### Written instruction 1
List the sources that the gas pricing policy text cites as pegging natural gas demand at about 311 mmscmd in FY15.

### Page extract
────────────────────────────────────────

Friday 28 June 2013

Gas pricing policy : What is the correct frame of reference ?

Imagine the village idiot and the archetypal image is that of a slow witted clumsy person. Many governments are thought of in this manner or perhaps parodied thus in newspapers perhaps for readers' entertainment.

Beneath the mundane garb of incompetence lie brilliant strategists in politics as well as the bureaucracy. Underestimate them at your own peril.

The gas pricing policy decision is another example of brilliant strategy.

Consider the following :

DGH, Petronet LNG, and experts such as Mckinsey and Indian Petro peg demand for natural gas at about 311 mmscmd in FY15 at customer gate prices of about USD 10 -11. The planning commission(PC) pegs demand at 405 mmscmd for the same period. Let's go with the expert forum for the sake of being conservative.

This forum predicts domestic production of gas at 185 mmscmd and imports of 126 mmscmd. Cumulative demand from power and fertilizer sector is estimated at approximately 155 mmscmd at customer gate prices of USD 10 - 11. Large demand estimates are optimistic as both sectors are price sensitive and extensively regulated. 

Existing gas based installed capacity is 19000 mw. Total generation cost per unit for these power plants will exceed Rs 5.5, making them unviable. Therefore officials hinted that gas input price for fertilizer and power will be notified separately. An obvious reference to subsidy. 

Who will bear this subsidy ?

As per the existing framework, subsidy is shared between the oil psu's and the government. At the new price, government's subsidy bill will increase dramatically especially if production volumes increase. However a large portion of this bill will be paid by the psu's. They could become net losers if private sector production increases 

Citi expects the share of upstream companies like OIL and ONGC to increase to 50% this year. For these players to benefit from the price hike two events have to occur, 1) Rupee appreciation and 2) Private sector E&P players keeping production constant.

────────────────────────────────────────

### Entries shown

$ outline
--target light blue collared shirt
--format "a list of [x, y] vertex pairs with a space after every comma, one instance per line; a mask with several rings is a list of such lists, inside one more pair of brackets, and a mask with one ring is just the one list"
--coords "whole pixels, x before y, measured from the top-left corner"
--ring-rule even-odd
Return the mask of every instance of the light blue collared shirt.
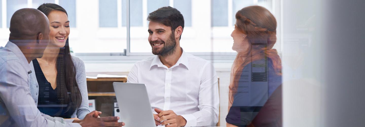
[[0, 47], [0, 127], [78, 126], [60, 117], [42, 115], [29, 91], [32, 73], [18, 46], [8, 41]]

────────────────────────────────────────

### Written instruction 2
Rescale the entry above by multiplying every polygon vertex coordinate in its answer by 1.7 and rounding each to a whole number, with halves rounded up. Write out all of the entry's lines again, including the request, and leave the picture out.

### Written reply 1
DGH, Petronet LNG, Mckinsey, Indian Petro

### Written reply 2
$ outline
--target light blue collared shirt
--format "a list of [x, y] vertex pairs with a space after every comma, one instance per line; a mask with several rings is a list of such lists, inside one more pair of brackets, and a mask with one ring is just the one list"
--coords "whole pixels, x before y, measured from the top-left corner"
--ring-rule even-odd
Return the mask of every instance of the light blue collared shirt.
[[0, 80], [0, 216], [133, 214], [102, 199], [71, 196], [49, 155], [54, 124], [31, 78], [14, 70]]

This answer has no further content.